### Task objective
Copy each of the records below word for word, keeping every line the same and in the same order.

### Stored data
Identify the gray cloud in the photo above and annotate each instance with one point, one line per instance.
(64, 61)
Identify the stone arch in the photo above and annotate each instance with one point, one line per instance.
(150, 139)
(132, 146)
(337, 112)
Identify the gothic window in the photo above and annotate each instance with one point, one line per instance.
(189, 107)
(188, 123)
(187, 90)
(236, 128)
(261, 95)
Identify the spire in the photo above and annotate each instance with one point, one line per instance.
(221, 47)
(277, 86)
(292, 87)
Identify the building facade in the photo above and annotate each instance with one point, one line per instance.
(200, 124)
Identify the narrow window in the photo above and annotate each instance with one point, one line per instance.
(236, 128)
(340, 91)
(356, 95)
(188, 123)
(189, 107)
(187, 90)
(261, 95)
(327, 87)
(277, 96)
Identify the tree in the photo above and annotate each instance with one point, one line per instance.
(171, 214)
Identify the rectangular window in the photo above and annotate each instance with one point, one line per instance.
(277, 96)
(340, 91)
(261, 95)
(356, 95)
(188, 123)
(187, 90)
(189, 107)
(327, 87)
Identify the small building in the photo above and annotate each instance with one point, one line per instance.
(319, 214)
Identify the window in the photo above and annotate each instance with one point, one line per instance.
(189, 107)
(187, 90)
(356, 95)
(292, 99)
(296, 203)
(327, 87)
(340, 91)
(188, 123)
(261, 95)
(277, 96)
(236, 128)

### Solution for this exercise
Identify the gray cloud in the photo above and annotate each instance with one point, one line per instance.
(64, 61)
Identify the stone arch in the photo above and annotate each instance with one point, one line per instance.
(150, 139)
(132, 146)
(337, 112)
Identify the gothic window in the photo above and annotate each instance with one point, one line per instance.
(189, 107)
(188, 123)
(187, 90)
(236, 128)
(261, 95)
Identify the spire in the photo above and annotate each instance with one point, one line per instance.
(221, 47)
(277, 86)
(292, 87)
Identify the building facade in the photo above and annotate each instance with one point, one line per instance.
(200, 124)
Identify the narrow window in the photo above and annotate each instance with one point, one line per instance.
(236, 128)
(340, 91)
(356, 95)
(188, 123)
(189, 107)
(187, 90)
(261, 95)
(327, 87)
(277, 96)
Identify the tree in the photo above and annotate each instance with one point, one line per instance.
(171, 214)
Identify the rectangular window in the photo above and annotate each instance with one point, one line per instance.
(277, 96)
(340, 91)
(261, 95)
(356, 95)
(188, 123)
(187, 90)
(189, 107)
(327, 87)
Identify the small building in the photo above and annotate each instance with one point, one line per instance.
(319, 214)
Identify the window in the photo above and annotate each instance with one point, one line per instance.
(189, 107)
(187, 90)
(356, 95)
(292, 99)
(296, 203)
(327, 87)
(340, 91)
(188, 123)
(261, 95)
(277, 96)
(236, 128)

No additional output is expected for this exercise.